_Your goal_: Collect every line below that contains the string "sleeve". Case counts.

begin Material to process

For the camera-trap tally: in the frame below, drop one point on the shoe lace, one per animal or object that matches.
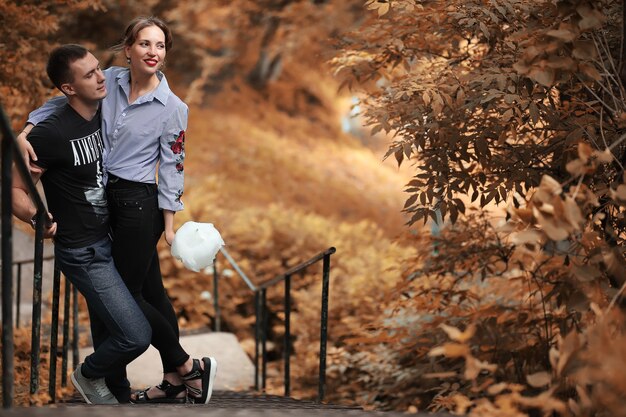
(100, 387)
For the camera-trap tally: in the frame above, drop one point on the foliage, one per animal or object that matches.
(25, 30)
(500, 101)
(488, 96)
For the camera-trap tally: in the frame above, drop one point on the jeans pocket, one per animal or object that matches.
(78, 257)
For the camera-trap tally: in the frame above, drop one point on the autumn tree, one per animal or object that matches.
(514, 102)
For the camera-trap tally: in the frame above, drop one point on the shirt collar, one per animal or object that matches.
(161, 93)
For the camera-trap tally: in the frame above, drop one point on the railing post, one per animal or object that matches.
(54, 333)
(287, 340)
(257, 337)
(264, 314)
(324, 326)
(36, 318)
(18, 297)
(75, 327)
(7, 263)
(66, 332)
(216, 296)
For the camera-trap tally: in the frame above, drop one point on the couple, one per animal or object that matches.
(121, 123)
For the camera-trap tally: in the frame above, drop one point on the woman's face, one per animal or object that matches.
(148, 52)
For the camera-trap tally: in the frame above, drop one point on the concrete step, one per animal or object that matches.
(235, 370)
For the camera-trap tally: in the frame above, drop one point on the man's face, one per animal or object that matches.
(88, 83)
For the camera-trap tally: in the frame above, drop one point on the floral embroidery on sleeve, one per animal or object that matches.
(179, 194)
(178, 147)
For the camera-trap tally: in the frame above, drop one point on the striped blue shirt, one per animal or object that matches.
(140, 136)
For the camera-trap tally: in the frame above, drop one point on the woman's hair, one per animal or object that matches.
(137, 25)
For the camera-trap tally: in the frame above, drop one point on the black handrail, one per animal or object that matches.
(262, 317)
(9, 155)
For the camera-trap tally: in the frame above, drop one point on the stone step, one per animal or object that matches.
(235, 370)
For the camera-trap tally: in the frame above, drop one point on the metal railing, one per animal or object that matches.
(262, 316)
(9, 155)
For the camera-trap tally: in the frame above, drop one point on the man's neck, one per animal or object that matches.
(86, 109)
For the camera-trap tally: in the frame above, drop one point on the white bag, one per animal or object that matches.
(196, 244)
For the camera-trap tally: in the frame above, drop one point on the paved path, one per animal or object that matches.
(223, 403)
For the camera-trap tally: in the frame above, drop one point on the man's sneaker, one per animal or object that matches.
(207, 375)
(94, 391)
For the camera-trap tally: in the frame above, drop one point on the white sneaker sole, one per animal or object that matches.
(78, 388)
(211, 379)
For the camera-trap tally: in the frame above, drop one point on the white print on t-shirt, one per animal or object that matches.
(87, 149)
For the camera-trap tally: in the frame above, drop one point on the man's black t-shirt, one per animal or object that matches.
(70, 149)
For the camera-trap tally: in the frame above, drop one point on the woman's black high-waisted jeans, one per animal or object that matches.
(136, 225)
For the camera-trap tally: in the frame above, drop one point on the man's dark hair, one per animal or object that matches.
(59, 62)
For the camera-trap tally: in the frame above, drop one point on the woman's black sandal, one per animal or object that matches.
(207, 375)
(171, 395)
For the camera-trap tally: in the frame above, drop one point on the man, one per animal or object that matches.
(69, 147)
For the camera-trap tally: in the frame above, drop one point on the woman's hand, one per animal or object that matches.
(168, 217)
(169, 236)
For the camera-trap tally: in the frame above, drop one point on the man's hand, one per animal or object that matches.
(27, 151)
(48, 232)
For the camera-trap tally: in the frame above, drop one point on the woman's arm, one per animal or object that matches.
(36, 116)
(171, 173)
(168, 217)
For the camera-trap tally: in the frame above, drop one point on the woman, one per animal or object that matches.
(143, 124)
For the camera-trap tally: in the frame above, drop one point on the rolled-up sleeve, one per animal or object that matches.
(49, 107)
(171, 165)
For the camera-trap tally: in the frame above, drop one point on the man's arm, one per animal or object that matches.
(23, 207)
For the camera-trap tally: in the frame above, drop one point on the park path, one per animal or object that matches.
(223, 403)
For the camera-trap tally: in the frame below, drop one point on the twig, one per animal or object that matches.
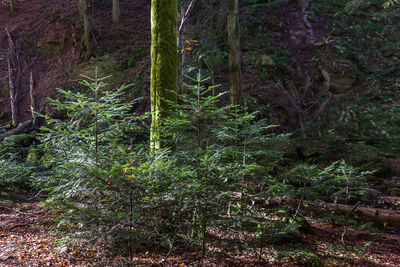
(345, 227)
(184, 21)
(32, 98)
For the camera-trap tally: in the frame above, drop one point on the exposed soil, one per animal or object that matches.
(27, 239)
(48, 37)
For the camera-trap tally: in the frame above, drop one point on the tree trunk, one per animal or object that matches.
(12, 9)
(164, 60)
(87, 25)
(235, 74)
(116, 11)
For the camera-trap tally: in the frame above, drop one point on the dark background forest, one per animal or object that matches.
(301, 169)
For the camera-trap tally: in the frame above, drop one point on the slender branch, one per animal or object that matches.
(184, 21)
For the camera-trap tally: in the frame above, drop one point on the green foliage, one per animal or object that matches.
(338, 181)
(301, 257)
(108, 184)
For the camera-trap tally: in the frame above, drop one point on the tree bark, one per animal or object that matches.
(235, 74)
(116, 11)
(87, 25)
(164, 60)
(12, 9)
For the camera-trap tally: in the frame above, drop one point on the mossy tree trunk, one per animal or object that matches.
(235, 73)
(164, 60)
(116, 11)
(12, 9)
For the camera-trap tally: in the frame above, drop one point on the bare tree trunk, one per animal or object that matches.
(12, 9)
(181, 36)
(31, 87)
(116, 11)
(13, 75)
(235, 73)
(87, 26)
(13, 93)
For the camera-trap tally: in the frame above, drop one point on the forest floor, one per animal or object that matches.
(27, 238)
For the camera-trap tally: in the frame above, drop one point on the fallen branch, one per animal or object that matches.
(183, 22)
(381, 216)
(25, 127)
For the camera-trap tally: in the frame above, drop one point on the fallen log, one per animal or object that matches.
(381, 216)
(384, 217)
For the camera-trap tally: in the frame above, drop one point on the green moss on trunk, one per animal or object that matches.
(164, 60)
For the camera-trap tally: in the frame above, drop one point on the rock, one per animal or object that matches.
(341, 82)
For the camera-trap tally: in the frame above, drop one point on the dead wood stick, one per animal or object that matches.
(183, 22)
(381, 216)
(32, 97)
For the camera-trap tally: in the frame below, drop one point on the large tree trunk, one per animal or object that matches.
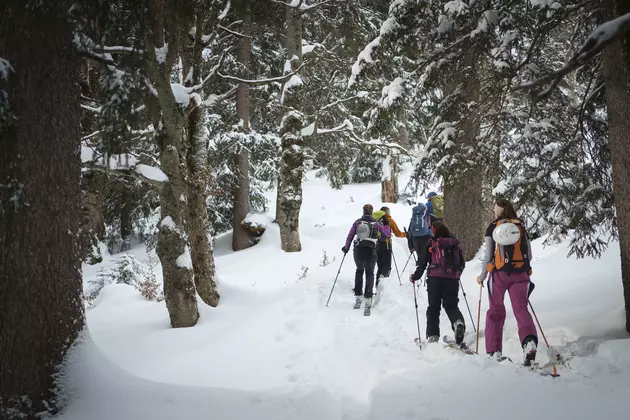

end Material to process

_The result_:
For the camera-trap tally: in the frame above, drop one point on the floral embroidery on sleeve, one per animal or object that matches.
For the camera-trap tally: in the frame above, drop one point on the rolled-up sleeve, one per animal or object that matches.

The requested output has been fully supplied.